*OBJECTIVE*. Starting at the line that contains "Could you point to the dactylorhiza", transcribe every remaining line of the entries exactly, including the last one.

┄┄┄┄┄┄┄┄┄┄

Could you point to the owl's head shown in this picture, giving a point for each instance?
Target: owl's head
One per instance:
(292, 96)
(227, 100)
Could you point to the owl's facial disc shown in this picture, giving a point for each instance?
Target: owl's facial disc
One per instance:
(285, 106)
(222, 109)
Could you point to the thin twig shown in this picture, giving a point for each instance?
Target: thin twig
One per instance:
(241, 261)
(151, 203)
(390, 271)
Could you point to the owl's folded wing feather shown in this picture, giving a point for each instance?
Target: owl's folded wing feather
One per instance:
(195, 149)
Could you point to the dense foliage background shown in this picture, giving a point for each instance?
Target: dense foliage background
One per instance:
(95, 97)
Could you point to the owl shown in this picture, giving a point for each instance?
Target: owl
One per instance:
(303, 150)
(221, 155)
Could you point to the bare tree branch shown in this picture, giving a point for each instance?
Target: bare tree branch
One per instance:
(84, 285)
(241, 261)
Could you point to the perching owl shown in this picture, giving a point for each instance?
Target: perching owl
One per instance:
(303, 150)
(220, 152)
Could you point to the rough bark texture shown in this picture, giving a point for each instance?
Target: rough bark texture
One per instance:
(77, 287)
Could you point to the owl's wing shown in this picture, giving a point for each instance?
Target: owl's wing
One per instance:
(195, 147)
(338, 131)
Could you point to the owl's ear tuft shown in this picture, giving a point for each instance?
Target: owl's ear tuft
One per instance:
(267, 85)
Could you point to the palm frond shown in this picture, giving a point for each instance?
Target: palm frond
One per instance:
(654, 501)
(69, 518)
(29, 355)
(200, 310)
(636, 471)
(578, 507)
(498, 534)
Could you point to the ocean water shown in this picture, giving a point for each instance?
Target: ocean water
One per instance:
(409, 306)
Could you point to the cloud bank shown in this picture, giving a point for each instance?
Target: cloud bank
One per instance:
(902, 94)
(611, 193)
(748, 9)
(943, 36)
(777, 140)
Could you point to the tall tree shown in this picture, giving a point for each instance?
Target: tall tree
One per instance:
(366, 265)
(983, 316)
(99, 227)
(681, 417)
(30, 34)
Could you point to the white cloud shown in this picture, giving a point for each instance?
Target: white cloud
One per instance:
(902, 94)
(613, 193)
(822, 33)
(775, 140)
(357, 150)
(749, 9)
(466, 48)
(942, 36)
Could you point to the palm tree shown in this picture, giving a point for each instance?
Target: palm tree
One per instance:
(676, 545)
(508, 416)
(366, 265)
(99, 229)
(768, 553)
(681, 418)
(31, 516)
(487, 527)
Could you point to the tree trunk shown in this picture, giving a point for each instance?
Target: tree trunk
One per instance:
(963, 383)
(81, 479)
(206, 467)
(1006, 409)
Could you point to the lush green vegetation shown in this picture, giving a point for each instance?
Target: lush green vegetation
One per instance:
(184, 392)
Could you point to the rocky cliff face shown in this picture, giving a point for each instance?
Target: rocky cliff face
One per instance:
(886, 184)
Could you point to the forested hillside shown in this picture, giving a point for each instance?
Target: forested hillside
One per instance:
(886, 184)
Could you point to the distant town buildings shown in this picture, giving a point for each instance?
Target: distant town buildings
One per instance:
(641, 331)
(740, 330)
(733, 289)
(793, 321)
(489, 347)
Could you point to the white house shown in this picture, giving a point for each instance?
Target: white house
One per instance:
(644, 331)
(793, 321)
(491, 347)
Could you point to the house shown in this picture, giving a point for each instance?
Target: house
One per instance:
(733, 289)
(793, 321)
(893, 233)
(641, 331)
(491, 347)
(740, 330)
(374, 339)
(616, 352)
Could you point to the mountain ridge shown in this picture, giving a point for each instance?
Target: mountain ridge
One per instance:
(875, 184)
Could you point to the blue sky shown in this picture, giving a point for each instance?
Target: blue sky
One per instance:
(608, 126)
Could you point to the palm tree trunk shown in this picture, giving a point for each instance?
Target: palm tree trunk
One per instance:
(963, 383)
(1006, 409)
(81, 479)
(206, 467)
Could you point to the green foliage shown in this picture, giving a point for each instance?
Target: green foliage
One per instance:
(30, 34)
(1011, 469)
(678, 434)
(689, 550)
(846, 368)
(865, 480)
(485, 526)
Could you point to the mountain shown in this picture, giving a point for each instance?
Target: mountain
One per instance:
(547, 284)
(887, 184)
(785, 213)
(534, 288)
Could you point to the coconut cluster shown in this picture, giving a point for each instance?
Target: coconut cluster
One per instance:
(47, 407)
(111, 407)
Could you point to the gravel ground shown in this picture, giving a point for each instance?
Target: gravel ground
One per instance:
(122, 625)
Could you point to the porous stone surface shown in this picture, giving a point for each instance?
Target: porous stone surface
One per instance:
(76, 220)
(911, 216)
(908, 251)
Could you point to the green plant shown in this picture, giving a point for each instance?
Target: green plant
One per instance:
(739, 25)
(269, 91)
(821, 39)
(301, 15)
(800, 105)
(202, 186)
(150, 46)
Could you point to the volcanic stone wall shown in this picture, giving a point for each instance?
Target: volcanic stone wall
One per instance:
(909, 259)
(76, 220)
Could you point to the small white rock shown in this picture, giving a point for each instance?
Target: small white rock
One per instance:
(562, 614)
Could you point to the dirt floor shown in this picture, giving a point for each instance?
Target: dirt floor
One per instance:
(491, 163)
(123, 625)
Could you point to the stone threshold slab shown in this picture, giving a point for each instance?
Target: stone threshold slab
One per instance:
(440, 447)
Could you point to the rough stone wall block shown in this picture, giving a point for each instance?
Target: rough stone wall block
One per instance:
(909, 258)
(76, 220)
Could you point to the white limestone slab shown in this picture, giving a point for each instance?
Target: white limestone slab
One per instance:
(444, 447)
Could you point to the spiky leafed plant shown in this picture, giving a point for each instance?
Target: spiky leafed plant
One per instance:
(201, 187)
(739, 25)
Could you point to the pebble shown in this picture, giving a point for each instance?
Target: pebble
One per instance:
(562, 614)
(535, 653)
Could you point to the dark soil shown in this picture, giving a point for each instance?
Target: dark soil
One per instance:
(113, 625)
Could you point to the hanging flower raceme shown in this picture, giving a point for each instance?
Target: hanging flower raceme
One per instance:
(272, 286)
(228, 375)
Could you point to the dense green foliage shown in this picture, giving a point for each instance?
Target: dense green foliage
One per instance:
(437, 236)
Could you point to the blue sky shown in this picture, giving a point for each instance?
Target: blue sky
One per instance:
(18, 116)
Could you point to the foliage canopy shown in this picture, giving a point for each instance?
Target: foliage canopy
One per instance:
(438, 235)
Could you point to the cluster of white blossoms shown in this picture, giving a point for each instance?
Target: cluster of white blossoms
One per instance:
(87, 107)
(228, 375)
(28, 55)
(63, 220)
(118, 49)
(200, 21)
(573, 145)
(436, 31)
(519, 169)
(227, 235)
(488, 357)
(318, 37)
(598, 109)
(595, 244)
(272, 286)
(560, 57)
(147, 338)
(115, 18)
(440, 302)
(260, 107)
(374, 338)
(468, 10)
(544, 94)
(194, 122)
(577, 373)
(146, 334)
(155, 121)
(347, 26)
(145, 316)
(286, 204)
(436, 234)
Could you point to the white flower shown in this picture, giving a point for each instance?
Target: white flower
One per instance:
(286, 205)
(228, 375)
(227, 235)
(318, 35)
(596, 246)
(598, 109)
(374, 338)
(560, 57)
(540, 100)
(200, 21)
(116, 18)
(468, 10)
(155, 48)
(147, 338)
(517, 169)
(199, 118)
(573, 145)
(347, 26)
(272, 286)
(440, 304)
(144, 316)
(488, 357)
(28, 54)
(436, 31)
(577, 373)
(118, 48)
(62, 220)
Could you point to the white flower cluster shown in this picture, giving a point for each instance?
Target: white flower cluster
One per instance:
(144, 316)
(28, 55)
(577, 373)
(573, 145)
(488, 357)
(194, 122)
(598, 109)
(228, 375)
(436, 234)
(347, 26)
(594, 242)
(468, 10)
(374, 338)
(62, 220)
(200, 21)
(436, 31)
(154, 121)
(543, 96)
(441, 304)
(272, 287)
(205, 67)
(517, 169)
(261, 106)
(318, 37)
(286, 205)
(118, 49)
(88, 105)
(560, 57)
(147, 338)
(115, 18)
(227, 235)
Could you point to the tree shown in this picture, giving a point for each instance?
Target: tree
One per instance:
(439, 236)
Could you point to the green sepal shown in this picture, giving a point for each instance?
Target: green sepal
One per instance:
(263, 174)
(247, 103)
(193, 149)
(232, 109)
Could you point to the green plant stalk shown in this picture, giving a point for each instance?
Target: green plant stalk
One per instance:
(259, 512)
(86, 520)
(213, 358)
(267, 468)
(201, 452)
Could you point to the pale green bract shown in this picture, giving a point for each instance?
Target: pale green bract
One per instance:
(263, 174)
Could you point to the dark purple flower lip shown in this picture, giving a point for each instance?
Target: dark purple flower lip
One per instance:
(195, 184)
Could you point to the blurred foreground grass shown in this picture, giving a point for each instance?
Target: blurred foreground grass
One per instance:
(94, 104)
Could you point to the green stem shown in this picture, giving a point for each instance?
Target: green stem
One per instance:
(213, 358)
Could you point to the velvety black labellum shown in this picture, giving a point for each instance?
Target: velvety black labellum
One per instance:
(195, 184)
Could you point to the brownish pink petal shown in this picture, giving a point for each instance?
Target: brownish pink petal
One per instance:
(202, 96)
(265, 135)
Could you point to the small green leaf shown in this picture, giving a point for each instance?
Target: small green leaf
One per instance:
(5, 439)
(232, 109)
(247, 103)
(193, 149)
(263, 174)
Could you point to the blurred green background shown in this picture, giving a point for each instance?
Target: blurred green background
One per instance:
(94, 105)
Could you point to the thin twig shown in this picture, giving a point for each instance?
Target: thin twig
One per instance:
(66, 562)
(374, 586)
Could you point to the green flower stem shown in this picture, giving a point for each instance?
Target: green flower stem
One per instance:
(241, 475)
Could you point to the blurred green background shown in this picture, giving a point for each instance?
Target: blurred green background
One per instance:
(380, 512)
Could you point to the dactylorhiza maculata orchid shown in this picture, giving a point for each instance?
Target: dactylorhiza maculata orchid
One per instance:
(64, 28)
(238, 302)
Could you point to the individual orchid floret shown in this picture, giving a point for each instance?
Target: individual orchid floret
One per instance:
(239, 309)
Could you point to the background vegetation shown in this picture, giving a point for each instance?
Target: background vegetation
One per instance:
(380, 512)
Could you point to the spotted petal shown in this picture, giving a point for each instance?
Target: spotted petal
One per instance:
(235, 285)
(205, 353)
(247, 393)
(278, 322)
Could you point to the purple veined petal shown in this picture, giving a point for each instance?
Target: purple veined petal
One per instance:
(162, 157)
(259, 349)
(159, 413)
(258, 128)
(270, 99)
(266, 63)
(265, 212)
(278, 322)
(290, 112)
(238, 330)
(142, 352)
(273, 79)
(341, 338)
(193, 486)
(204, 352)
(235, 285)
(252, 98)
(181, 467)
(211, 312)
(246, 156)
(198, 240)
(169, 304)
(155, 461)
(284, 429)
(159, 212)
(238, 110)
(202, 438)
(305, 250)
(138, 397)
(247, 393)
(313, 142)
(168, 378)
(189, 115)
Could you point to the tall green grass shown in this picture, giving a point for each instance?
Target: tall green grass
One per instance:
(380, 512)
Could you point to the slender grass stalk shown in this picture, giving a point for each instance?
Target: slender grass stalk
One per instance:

┄┄┄┄┄┄┄┄┄┄

*RESULT OF THIS TASK*.
Could you point to the dactylorhiza maculata orchid shown in this picture, giving a point for each instance?
Target: dactylorhiza maculata orchid
One per instance:
(64, 28)
(238, 302)
Could you point to the individual orchid floret shown in this picture, giving a point for each instance?
Target: individual orchid floret
One per instance:
(239, 309)
Could you point to the background vegetation shown in this picture, giving a point for each instance?
Target: background vegetation
One per instance:
(380, 512)
Could you point to the spotted petal shown in this picture, giving a point for each instance?
Target: spotted petal
One per instance:
(235, 285)
(205, 353)
(247, 393)
(278, 322)
Could you point to the purple veined petal shown in this picture, giving a point for each instance?
Target: purple veined petal
One per instance:
(162, 157)
(259, 349)
(159, 413)
(258, 128)
(270, 99)
(266, 63)
(265, 212)
(278, 322)
(290, 112)
(238, 330)
(142, 352)
(273, 79)
(341, 338)
(193, 486)
(204, 352)
(235, 285)
(252, 98)
(181, 467)
(211, 312)
(246, 156)
(198, 240)
(169, 304)
(155, 461)
(284, 429)
(159, 212)
(238, 110)
(202, 438)
(305, 250)
(138, 397)
(247, 393)
(313, 142)
(168, 378)
(189, 115)
Could you point to the tall green grass shown in this picture, giving a point for each instance?
Target: tall green grass
One per instance:
(380, 512)
Could you point to the slender grass stalk shown in this picture, giving a point for each instance?
Target: slender grass stalk
One per instance:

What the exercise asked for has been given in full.